[Information shown — start]
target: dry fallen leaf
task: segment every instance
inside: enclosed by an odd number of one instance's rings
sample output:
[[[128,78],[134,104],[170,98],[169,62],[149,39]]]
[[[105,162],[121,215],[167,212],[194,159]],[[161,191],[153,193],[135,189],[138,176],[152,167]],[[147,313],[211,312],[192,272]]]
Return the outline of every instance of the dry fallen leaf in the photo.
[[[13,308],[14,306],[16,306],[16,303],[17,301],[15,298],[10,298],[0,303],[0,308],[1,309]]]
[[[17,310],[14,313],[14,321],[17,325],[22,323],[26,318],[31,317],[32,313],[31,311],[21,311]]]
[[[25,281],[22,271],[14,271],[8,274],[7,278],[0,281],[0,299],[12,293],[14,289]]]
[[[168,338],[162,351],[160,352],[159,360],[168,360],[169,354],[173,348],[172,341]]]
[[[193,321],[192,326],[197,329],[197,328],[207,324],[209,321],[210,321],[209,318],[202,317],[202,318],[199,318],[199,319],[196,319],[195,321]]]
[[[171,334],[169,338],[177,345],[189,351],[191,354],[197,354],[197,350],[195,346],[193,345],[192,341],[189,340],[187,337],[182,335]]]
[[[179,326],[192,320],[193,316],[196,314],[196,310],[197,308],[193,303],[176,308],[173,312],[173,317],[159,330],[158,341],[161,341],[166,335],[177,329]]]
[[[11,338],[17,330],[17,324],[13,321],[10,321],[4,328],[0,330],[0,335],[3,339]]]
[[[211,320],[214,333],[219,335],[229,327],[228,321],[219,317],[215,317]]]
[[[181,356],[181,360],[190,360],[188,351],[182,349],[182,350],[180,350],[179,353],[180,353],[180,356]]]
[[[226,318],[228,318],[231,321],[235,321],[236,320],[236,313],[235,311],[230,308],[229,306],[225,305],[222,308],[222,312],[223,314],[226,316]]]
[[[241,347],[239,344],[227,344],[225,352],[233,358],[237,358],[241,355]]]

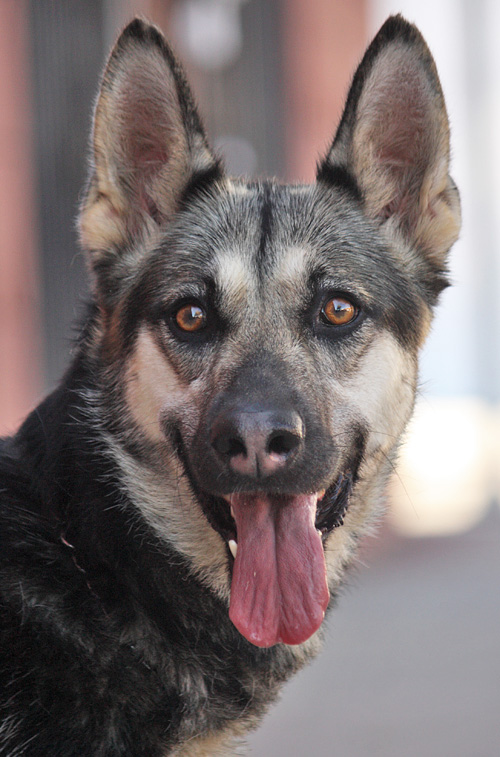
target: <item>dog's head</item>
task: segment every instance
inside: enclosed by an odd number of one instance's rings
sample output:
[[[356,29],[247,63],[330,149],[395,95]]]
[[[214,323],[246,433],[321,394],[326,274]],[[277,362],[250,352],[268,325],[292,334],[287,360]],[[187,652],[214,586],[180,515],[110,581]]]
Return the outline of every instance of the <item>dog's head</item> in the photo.
[[[220,593],[232,576],[254,644],[317,630],[378,505],[459,229],[448,163],[432,57],[399,17],[312,186],[224,174],[154,27],[113,49],[81,213],[108,432],[162,538]]]

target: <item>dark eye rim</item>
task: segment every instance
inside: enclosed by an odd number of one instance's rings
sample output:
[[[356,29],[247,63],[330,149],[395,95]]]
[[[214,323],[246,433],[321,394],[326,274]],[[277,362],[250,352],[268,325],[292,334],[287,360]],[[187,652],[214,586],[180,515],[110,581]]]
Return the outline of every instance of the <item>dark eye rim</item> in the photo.
[[[332,323],[323,314],[328,302],[334,299],[345,300],[349,302],[355,310],[352,320],[343,324]],[[355,331],[366,317],[366,312],[360,304],[358,298],[350,292],[329,291],[322,292],[321,296],[316,299],[314,306],[314,330],[318,336],[325,336],[329,339],[338,339]]]
[[[201,328],[195,329],[194,331],[186,331],[178,325],[176,320],[177,314],[187,305],[198,307],[205,314],[205,323]],[[168,326],[171,335],[177,341],[189,344],[210,341],[216,332],[217,326],[217,318],[213,309],[208,307],[208,305],[198,297],[183,297],[174,302],[164,314],[163,321]]]

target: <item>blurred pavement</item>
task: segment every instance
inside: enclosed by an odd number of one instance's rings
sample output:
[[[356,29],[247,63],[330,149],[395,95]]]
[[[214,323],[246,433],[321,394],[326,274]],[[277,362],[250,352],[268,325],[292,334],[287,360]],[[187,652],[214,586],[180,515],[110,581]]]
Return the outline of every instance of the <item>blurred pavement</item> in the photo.
[[[384,533],[361,560],[248,754],[499,757],[499,508],[461,536]]]

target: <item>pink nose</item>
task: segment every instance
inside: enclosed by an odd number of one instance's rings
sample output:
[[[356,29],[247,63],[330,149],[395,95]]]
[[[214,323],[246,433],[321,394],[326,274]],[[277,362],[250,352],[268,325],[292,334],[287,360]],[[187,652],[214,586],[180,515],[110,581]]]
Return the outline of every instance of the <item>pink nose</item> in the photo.
[[[259,479],[285,467],[303,443],[298,413],[231,413],[212,429],[212,446],[235,473]]]

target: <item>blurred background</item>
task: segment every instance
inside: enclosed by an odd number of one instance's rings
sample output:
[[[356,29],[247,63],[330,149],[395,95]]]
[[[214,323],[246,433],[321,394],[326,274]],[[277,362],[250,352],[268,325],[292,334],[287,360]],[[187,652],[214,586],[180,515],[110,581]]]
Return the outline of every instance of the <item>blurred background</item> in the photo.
[Information shown — finish]
* [What you should do]
Could you restate every record above word for word, leaving the pictures out?

* [Solution to this problem]
target: dry fallen leaf
task: segment every instance
inside: enclosed by an odd number of one instance's rings
sample output:
[[[128,78],[134,104],[170,98],[169,62],[149,39]]]
[[[105,162],[121,215],[167,212],[194,159]],[[161,191],[153,193],[135,189],[138,176],[152,167]],[[147,313],[211,312],[192,272]]]
Return the outline of every instance of the dry fallen leaf in the photo.
[[[13,308],[14,306],[16,306],[16,303],[17,301],[15,298],[10,298],[0,303],[0,308],[1,309]]]
[[[17,310],[14,313],[14,321],[17,325],[22,323],[26,318],[31,317],[32,313],[31,311],[21,311]]]
[[[25,281],[22,271],[14,271],[8,274],[7,278],[0,281],[0,299],[12,293],[14,289]]]
[[[168,338],[162,351],[160,352],[159,360],[168,360],[169,354],[173,348],[172,341]]]
[[[193,321],[192,326],[197,329],[197,328],[207,324],[209,321],[210,321],[209,318],[202,317],[202,318],[199,318],[199,319],[196,319],[195,321]]]
[[[171,334],[169,338],[177,345],[189,351],[191,354],[197,354],[197,350],[195,346],[193,345],[192,341],[189,340],[187,337],[182,335]]]
[[[179,326],[192,320],[193,316],[196,314],[196,310],[197,308],[193,303],[176,308],[173,312],[173,317],[159,330],[158,341],[161,341],[166,335],[177,329]]]
[[[11,338],[17,330],[17,324],[13,321],[10,321],[4,328],[0,330],[0,335],[3,339]]]
[[[211,320],[214,333],[219,335],[229,327],[228,321],[219,317],[215,317]]]
[[[181,356],[181,360],[190,360],[188,351],[182,349],[182,350],[180,350],[179,353],[180,353],[180,356]]]
[[[226,318],[228,318],[231,321],[235,321],[236,320],[236,313],[235,311],[230,308],[229,306],[225,305],[222,308],[222,312],[223,314],[226,316]]]
[[[241,347],[239,344],[227,344],[225,352],[233,358],[237,358],[241,355]]]

target: <item>dog's head</item>
task: segment every instance
inside: enclosed by an odd number of one instance's rings
sample output:
[[[356,29],[247,63],[330,149],[395,95]]]
[[[214,323],[246,433],[321,394],[326,274]],[[277,362],[250,352],[268,325],[292,334],[287,360]],[[187,652],[214,586],[180,515],[110,581]]]
Return the outline of every instance of the <item>dog's head</item> in the photo.
[[[220,593],[232,576],[254,644],[317,630],[378,505],[459,229],[448,163],[432,57],[399,17],[312,186],[224,174],[154,27],[113,49],[81,213],[108,432],[162,538]]]

target: <item>dark eye rim</item>
task: segment every instance
inside: enclosed by an odd number of one instance's rings
sample output:
[[[356,29],[247,63],[330,149],[395,95]]]
[[[214,323],[246,433],[321,394],[326,274]],[[277,362],[250,352],[268,325],[292,334],[287,360]],[[187,652],[214,586],[180,515],[110,581]]]
Return the outline of every instance of the <item>dark eye rim</item> in the photo.
[[[332,323],[323,314],[328,302],[334,299],[345,300],[349,302],[355,310],[352,320],[343,324]],[[355,331],[366,317],[366,312],[360,304],[358,298],[350,292],[329,291],[322,292],[321,296],[316,299],[314,306],[314,330],[318,336],[325,336],[329,339],[338,339]]]
[[[201,328],[195,329],[194,331],[186,331],[178,325],[176,320],[177,314],[187,305],[198,307],[205,314],[205,323]],[[168,326],[171,335],[177,341],[189,344],[210,341],[216,332],[217,326],[217,318],[213,309],[208,307],[208,305],[198,297],[183,297],[174,302],[164,314],[163,321]]]

target: <item>blurred pavement</item>
task: segment every instance
inside: enclosed by an odd number of one instance's rings
sample output:
[[[356,29],[247,63],[330,149],[395,95]]]
[[[214,323],[246,433],[321,394],[326,274]],[[277,362],[250,352],[268,325],[292,334],[287,360]],[[187,652],[214,586],[180,515],[110,581]]]
Return the outline of every instance of the <item>blurred pavement</item> in the photo.
[[[384,533],[361,560],[248,754],[499,757],[499,508],[461,536]]]

target: <item>pink nose</item>
task: segment every instance
inside: enclosed by an odd number of one instance's rings
sample output:
[[[356,29],[247,63],[330,149],[395,95]]]
[[[214,323],[246,433],[321,394],[326,274]],[[277,362],[250,352],[268,325],[292,334],[287,360]],[[187,652],[214,586],[180,515],[110,581]]]
Return the outline of every instance of the <item>pink nose</item> in the photo.
[[[259,479],[285,467],[303,443],[298,413],[231,413],[212,429],[212,446],[235,473]]]

target: <item>blurred background</item>
task: segment every instance
inside: enclosed by an odd number of one instance's rings
sample output:
[[[356,29],[247,63],[330,149],[395,95]]]
[[[214,323],[246,433],[321,394],[326,274]],[[277,362],[250,352],[268,325],[292,334],[287,360]],[[187,652],[214,586],[180,515],[110,581]]]
Return the outline of every instance of the <item>blurred background</item> in the photo.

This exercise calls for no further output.